- [Exercise details] Without changing anything, output the records below.

(Dataset records)
· · · · · · ·
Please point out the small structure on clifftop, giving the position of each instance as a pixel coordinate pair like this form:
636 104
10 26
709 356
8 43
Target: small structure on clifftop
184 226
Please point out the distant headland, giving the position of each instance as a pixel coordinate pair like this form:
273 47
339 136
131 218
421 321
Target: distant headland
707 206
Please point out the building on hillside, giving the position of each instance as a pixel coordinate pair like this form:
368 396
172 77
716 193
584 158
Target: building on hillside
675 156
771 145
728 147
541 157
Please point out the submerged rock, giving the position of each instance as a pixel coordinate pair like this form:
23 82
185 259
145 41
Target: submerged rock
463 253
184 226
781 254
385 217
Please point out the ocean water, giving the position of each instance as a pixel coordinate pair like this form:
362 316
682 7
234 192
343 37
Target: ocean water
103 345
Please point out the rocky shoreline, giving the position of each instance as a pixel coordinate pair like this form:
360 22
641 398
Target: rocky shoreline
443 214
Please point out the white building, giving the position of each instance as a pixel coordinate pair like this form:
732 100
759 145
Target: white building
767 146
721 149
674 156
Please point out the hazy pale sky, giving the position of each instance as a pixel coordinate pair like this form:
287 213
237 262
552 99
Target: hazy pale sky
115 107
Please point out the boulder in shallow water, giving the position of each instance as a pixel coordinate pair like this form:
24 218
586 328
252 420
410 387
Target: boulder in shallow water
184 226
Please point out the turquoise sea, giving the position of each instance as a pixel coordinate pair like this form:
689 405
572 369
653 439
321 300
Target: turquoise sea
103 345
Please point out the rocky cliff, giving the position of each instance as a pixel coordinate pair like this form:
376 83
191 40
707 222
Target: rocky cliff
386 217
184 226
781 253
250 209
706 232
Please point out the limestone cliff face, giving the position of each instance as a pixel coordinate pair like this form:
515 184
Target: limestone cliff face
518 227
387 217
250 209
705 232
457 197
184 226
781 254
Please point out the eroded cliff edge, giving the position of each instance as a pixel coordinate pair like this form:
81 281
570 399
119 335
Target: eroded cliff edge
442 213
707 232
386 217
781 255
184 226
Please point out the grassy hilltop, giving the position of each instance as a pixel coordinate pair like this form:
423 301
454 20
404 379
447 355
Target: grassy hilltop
· · · · · · ·
- [Exercise output]
Please point out the small structure on clifftop, giving the position of each instance as a pixel coordinate pair like this form:
636 104
10 26
709 356
8 43
Target: small structure on clifftop
184 226
Please point out the distant headland, giving the position of each instance as a pixel coordinate pair like this form:
273 47
339 136
131 218
421 321
Target: distant headland
707 206
Please point out the building on hillside, giving the position of each instance as a pixel coordinate pair like this form:
368 396
172 77
716 193
584 158
Target: building on hillside
675 156
771 145
728 147
541 157
Please point out the submerged rock, giving the position of each instance as a pixel coordinate pair like this form:
23 82
185 259
145 41
Target: submerged rock
463 253
184 226
781 254
385 217
Please point out the ocean water, giving the position of each instance as a pixel coordinate pair like this form:
362 316
682 7
234 192
343 37
Target: ocean water
103 345
Please point out the rocky shoreline, giving the position of each instance as a pixel coordinate pair like this form:
360 22
641 398
Target: rocky shoreline
443 214
Please point out the white building, giving the position of each instance as a pixel coordinate pair like this form:
732 100
759 145
Target: white building
767 146
721 149
674 156
Please point out the hazy pale sky, giving the position of each instance as a pixel coordinate pair like this form:
287 213
237 262
552 99
Target: hazy pale sky
115 107
Please point out the boulder in shallow water, giving the position of each instance as a pixel coordinate pair like this form:
24 218
586 328
252 420
410 387
Target: boulder in shallow water
184 226
Please point out the turquoise sea, giving the position of each instance as a pixel coordinate pair like this form:
689 405
572 369
653 439
321 300
Target: turquoise sea
103 345
Please point out the rocky cliff, giving the position of each instance as a pixel coordinate pair like this form:
376 83
191 40
707 222
Target: rocky cliff
386 217
184 226
781 253
250 209
706 232
Please point out the limestone cliff face, giving the position of each instance as a pixel coordinate pair like this form:
515 184
Target: limestone cliff face
518 227
387 217
250 209
705 232
457 197
184 226
781 254
Please point out the eroded cliff edge, giving the position of each instance as a pixel coordinate pair like this form:
81 281
570 399
119 335
Target: eroded cliff edge
442 213
707 232
386 217
781 255
184 226
Please point out the grassy hilltop, giving the position of each instance as a pixel coordinate pair like this form:
423 301
454 20
404 379
447 355
Target: grassy hilltop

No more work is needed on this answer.